— START Passage given —

In fact, I would argue that if we valorize killing for its own sake, we contribute to the kind of culture that produces sick people like the accused leaders of a group of soldiers who are facing charges of murdering Afghan civilians. If those men did what they’re accused of, the leaders clearly have several things wrong with them, but just the idea that they could get other people to go along with them speaks to the lack of a warrior ethos centered on honor. The kind of honor we ought to be praising and highlighting is the kind that kills when necessary, yes, but only when necessary. And the kind that saves when possible. Like SSG Giunta. Thank you, Sergeant Giunta, and I honor you, and your comrades, because you deserve it.

Veterans’ Day and the choices military folks make

Irony is good for the blood, or so my friends tell me. My blood got a boost today when partway into the afternoon of a beautiful federal holiday that my husband and I were enjoying together, he got a call that he had to go in to the office. Now he’ll be there until 10 or 11pm. He’ll probably get comp time for this, which is nice, but our plans for dinner went out the window. On Veterans’ Day. Because he’s military. Yup, I feel my blood getting stronger by the minute!

Seriously, though, I know this isn’t big as military issues go, so let me give you a heads-up about one that is: Operation Circle Care by Circle Sanctuary. Circle Sanctuary does some great military ministry, and this is part of it. They’re working on sending care packages to Pagan troops who are overseas. You can help: you can donate goods to be used in care packages, or you can donate funds to help send the packages. Head over to their page and see if you can contribute!

In his post for today, Jason at The Wild Hunt covers OCC, but the second part to his post is also interesting: called “A Warrior’s Conscientious Objection,” Jason tells of a report that calls on the government and the military to make it possible for soldiers to object on grounds of conscience to individual conflicts. While I understand, deeply, how this could be seen as a great advance by many people, I have to say that I don’t see how it could be possible in today’s military. I’m all in favor of deeply considering ethical choices. I’m also the first person to say, loudly, that the military doesn’t work by giving orders that demand instant, unquestioning, unthinking obedience. But this kind of pick-and-choose may not be possible because of how the military works today.

— END Passage given —
— START Data rows —

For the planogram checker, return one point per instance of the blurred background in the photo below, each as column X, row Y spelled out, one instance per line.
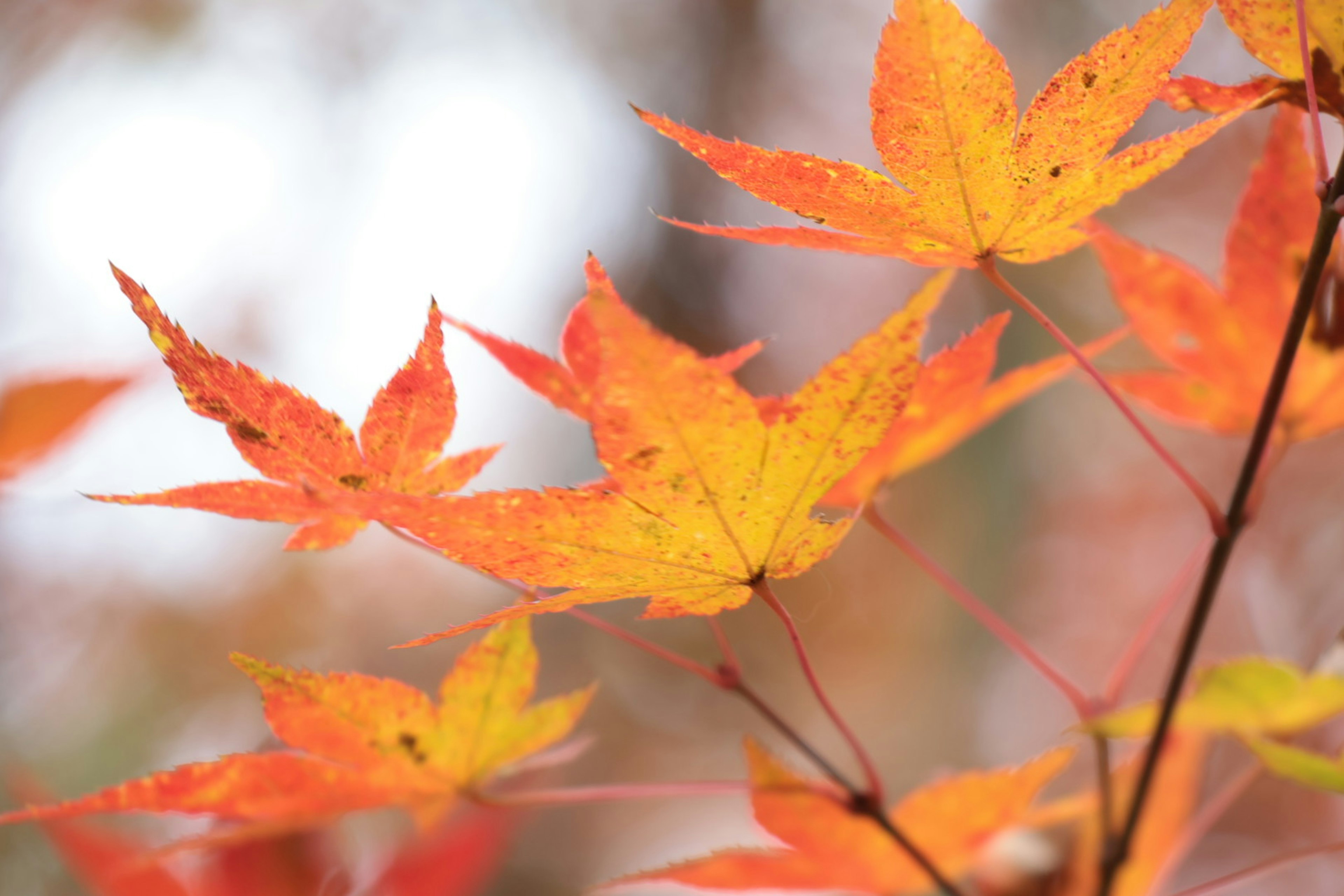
column 295, row 179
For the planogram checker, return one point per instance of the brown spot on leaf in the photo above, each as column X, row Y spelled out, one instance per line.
column 643, row 460
column 248, row 433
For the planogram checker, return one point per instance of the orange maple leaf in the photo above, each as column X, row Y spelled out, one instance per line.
column 707, row 493
column 38, row 415
column 972, row 182
column 828, row 847
column 307, row 449
column 1222, row 343
column 1268, row 29
column 455, row 860
column 361, row 743
column 569, row 382
column 952, row 399
column 1175, row 796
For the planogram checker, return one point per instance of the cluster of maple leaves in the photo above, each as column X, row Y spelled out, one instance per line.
column 710, row 492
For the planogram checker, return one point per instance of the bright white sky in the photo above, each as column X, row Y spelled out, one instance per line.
column 306, row 233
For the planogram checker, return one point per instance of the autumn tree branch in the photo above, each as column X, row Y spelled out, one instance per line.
column 995, row 624
column 1216, row 516
column 729, row 678
column 1327, row 224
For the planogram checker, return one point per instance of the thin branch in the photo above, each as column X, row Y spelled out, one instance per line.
column 1128, row 660
column 646, row 645
column 1203, row 822
column 996, row 625
column 1314, row 108
column 1216, row 516
column 1261, row 868
column 870, row 769
column 1326, row 226
column 729, row 678
column 609, row 793
column 1107, row 793
column 869, row 804
column 730, row 665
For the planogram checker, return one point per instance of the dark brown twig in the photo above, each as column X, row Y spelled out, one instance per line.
column 1237, row 519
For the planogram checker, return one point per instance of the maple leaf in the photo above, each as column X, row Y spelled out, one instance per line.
column 1253, row 695
column 828, row 847
column 1268, row 29
column 1300, row 766
column 974, row 182
column 569, row 382
column 707, row 493
column 310, row 452
column 952, row 399
column 1222, row 343
column 38, row 415
column 456, row 859
column 361, row 743
column 107, row 863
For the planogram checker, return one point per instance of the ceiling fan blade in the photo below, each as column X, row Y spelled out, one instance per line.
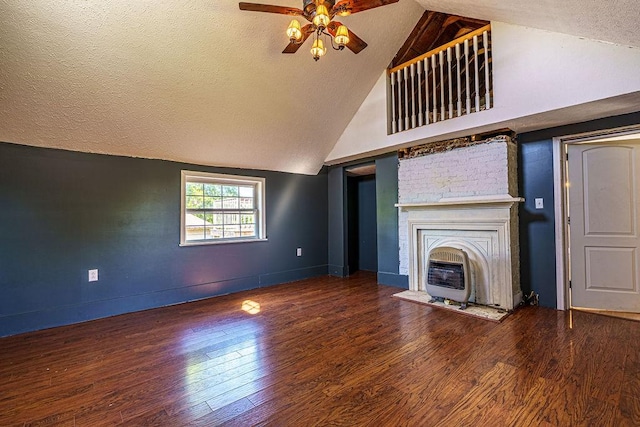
column 356, row 44
column 307, row 30
column 255, row 7
column 355, row 6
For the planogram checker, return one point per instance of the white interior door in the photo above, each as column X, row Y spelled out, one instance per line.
column 603, row 211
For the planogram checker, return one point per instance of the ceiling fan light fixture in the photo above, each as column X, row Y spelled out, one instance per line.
column 293, row 32
column 318, row 49
column 343, row 11
column 321, row 19
column 342, row 36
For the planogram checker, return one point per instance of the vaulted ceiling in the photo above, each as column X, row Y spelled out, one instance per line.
column 202, row 82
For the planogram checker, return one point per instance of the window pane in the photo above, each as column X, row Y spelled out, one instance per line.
column 217, row 232
column 195, row 202
column 232, row 218
column 230, row 203
column 194, row 189
column 194, row 219
column 248, row 230
column 248, row 218
column 231, row 231
column 230, row 191
column 209, row 202
column 194, row 232
column 246, row 191
column 212, row 190
column 222, row 207
column 246, row 203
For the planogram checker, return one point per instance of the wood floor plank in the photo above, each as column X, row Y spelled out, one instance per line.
column 324, row 351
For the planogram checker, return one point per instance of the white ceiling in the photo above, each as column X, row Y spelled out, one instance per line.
column 202, row 82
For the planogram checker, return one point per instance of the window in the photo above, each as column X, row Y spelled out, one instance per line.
column 219, row 208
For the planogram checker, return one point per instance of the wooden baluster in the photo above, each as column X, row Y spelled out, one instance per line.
column 450, row 80
column 420, row 115
column 413, row 95
column 426, row 90
column 442, row 104
column 458, row 90
column 467, row 75
column 487, row 83
column 433, row 78
column 477, row 78
column 406, row 98
column 400, row 103
column 394, row 127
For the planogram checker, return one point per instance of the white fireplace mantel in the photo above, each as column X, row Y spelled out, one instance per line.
column 485, row 227
column 470, row 202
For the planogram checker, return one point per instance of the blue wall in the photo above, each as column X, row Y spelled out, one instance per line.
column 386, row 183
column 361, row 223
column 387, row 217
column 537, row 227
column 63, row 213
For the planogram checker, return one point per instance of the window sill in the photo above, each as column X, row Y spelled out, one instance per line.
column 219, row 242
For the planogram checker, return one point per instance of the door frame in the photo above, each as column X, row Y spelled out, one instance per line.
column 563, row 295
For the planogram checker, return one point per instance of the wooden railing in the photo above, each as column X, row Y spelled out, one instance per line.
column 450, row 81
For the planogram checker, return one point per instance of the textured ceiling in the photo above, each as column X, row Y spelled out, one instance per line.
column 202, row 82
column 197, row 81
column 615, row 21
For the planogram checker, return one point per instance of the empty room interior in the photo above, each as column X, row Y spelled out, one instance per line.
column 319, row 212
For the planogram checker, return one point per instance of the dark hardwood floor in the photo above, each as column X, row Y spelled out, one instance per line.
column 325, row 351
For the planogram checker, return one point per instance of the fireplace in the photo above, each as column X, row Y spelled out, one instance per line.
column 459, row 195
column 448, row 275
column 485, row 228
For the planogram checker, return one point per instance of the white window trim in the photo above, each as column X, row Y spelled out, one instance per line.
column 260, row 183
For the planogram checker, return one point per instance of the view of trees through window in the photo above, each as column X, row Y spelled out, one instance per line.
column 219, row 211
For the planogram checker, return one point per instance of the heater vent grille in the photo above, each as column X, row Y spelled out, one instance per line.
column 448, row 274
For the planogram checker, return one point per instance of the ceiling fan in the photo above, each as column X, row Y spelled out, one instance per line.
column 320, row 14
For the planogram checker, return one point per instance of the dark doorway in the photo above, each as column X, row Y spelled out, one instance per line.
column 362, row 223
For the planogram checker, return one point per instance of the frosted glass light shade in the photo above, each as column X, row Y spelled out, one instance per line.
column 293, row 32
column 318, row 49
column 342, row 36
column 322, row 16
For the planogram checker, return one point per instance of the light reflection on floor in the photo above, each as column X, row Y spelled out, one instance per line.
column 214, row 369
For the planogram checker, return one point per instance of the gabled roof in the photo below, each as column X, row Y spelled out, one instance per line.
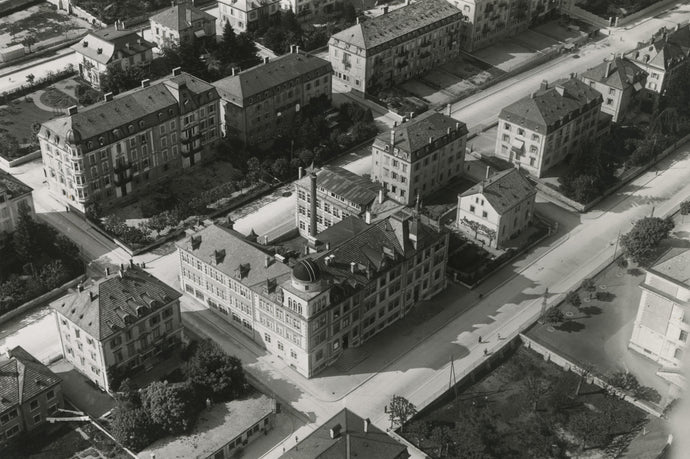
column 342, row 182
column 414, row 135
column 180, row 17
column 107, row 306
column 113, row 44
column 22, row 378
column 503, row 190
column 255, row 80
column 387, row 27
column 619, row 73
column 374, row 443
column 12, row 187
column 545, row 108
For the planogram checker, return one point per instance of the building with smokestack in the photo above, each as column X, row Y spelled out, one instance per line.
column 619, row 81
column 118, row 325
column 339, row 194
column 498, row 208
column 109, row 152
column 307, row 308
column 419, row 157
column 111, row 46
column 392, row 48
column 540, row 130
column 182, row 23
column 260, row 103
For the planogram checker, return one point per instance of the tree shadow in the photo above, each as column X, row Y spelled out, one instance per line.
column 570, row 326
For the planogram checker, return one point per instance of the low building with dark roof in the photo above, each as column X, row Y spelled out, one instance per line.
column 260, row 103
column 112, row 45
column 182, row 23
column 419, row 157
column 619, row 81
column 346, row 435
column 308, row 307
column 13, row 195
column 118, row 325
column 389, row 49
column 540, row 130
column 339, row 194
column 498, row 208
column 29, row 394
column 126, row 144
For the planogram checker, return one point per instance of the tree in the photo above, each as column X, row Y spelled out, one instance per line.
column 172, row 407
column 214, row 373
column 133, row 427
column 641, row 242
column 400, row 410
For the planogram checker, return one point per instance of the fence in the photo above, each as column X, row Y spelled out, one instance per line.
column 40, row 300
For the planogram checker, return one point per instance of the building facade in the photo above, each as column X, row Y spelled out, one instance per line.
column 540, row 130
column 119, row 325
column 619, row 81
column 260, row 103
column 29, row 394
column 108, row 152
column 498, row 208
column 339, row 194
column 419, row 157
column 244, row 15
column 662, row 323
column 111, row 46
column 182, row 23
column 394, row 47
column 309, row 310
column 13, row 195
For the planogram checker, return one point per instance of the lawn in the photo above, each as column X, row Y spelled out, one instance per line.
column 525, row 408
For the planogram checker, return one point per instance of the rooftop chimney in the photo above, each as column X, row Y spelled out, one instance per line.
column 312, row 219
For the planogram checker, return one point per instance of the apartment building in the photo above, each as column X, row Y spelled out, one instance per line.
column 488, row 21
column 419, row 157
column 244, row 15
column 260, row 103
column 619, row 81
column 118, row 325
column 109, row 152
column 394, row 47
column 498, row 208
column 662, row 323
column 182, row 23
column 339, row 194
column 29, row 393
column 540, row 130
column 111, row 46
column 13, row 195
column 307, row 311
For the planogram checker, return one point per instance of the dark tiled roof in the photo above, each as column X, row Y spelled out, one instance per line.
column 390, row 26
column 102, row 309
column 621, row 73
column 12, row 187
column 371, row 444
column 503, row 190
column 542, row 110
column 230, row 252
column 342, row 182
column 413, row 136
column 22, row 378
column 158, row 102
column 111, row 42
column 176, row 17
column 237, row 88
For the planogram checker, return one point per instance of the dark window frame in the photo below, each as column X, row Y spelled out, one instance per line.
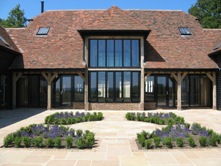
column 106, row 99
column 123, row 56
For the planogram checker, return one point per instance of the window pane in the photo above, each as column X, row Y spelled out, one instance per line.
column 110, row 86
column 22, row 91
column 101, row 86
column 93, row 53
column 101, row 53
column 126, row 89
column 118, row 53
column 118, row 85
column 78, row 89
column 93, row 86
column 127, row 53
column 149, row 89
column 135, row 53
column 110, row 53
column 135, row 86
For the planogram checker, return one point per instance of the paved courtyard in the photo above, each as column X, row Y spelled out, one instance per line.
column 115, row 142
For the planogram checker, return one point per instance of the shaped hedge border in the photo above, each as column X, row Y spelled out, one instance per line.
column 45, row 136
column 66, row 118
column 157, row 118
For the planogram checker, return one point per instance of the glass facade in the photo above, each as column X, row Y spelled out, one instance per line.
column 31, row 91
column 160, row 89
column 3, row 91
column 113, row 86
column 114, row 53
column 67, row 89
column 196, row 91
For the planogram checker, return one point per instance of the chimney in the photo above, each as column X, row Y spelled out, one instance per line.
column 42, row 6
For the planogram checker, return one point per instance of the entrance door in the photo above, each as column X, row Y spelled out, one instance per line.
column 66, row 91
column 162, row 92
column 165, row 91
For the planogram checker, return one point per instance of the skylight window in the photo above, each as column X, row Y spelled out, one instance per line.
column 3, row 40
column 43, row 31
column 185, row 31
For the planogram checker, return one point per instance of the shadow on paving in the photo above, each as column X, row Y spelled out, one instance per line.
column 8, row 117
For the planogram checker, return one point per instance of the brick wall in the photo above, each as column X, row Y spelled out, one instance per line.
column 150, row 106
column 116, row 106
column 78, row 105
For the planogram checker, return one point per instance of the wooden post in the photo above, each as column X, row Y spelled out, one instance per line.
column 86, row 103
column 49, row 77
column 142, row 76
column 212, row 77
column 15, row 78
column 179, row 92
column 179, row 77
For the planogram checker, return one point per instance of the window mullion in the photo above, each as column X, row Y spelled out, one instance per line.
column 97, row 53
column 131, row 86
column 122, row 53
column 122, row 86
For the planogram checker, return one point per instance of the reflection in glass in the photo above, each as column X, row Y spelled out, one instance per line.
column 66, row 91
column 126, row 86
column 110, row 53
column 135, row 86
column 101, row 53
column 78, row 89
column 127, row 53
column 101, row 86
column 118, row 87
column 135, row 53
column 118, row 53
column 93, row 86
column 110, row 86
column 93, row 53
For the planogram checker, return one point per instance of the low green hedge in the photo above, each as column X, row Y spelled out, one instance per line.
column 67, row 118
column 45, row 136
column 157, row 118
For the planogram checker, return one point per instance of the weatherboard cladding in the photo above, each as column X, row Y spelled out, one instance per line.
column 165, row 48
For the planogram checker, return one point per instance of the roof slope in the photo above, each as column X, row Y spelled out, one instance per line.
column 6, row 41
column 164, row 47
column 114, row 19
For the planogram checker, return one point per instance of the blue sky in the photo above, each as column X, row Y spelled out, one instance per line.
column 33, row 7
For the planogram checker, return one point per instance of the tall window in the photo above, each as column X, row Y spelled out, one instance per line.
column 114, row 53
column 112, row 86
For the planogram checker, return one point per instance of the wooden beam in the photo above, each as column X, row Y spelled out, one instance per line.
column 212, row 77
column 49, row 77
column 81, row 75
column 15, row 78
column 174, row 76
column 147, row 74
column 179, row 76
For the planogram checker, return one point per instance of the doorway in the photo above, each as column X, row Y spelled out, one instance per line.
column 66, row 90
column 160, row 89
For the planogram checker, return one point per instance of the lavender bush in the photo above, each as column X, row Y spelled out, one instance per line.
column 49, row 136
column 180, row 135
column 158, row 118
column 65, row 118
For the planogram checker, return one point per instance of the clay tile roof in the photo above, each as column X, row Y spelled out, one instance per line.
column 114, row 19
column 6, row 42
column 165, row 48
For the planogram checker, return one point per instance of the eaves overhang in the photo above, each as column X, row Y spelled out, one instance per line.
column 122, row 32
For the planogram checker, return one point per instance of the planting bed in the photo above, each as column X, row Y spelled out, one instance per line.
column 177, row 133
column 157, row 118
column 65, row 118
column 49, row 136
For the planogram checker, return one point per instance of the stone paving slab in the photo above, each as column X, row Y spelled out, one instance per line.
column 116, row 144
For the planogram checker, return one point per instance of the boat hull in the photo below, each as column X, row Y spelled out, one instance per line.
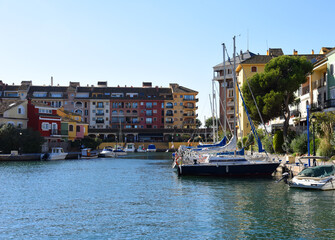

— END Data rows —

**Work to complete**
1 > Could you condense the paragraph of the Veterans' Day post that begins "Seriously, though" into a short bulleted list that keeps its main facts?
2 > In the Veterans' Day post, what does the report described in Jason's post at The Wild Hunt call on the government and the military to do?

**Solutions below**
1 >
- Operation Circle Care, run by Circle Sanctuary, is a significant military issue.
- It is part of Circle Sanctuary's military ministry.
- It sends care packages to Pagan troops overseas.
- People can help by donating goods for the packages or funds to send them, through Circle Sanctuary's page.

2 > It calls on them to make it possible for soldiers to object on grounds of conscience to individual conflicts.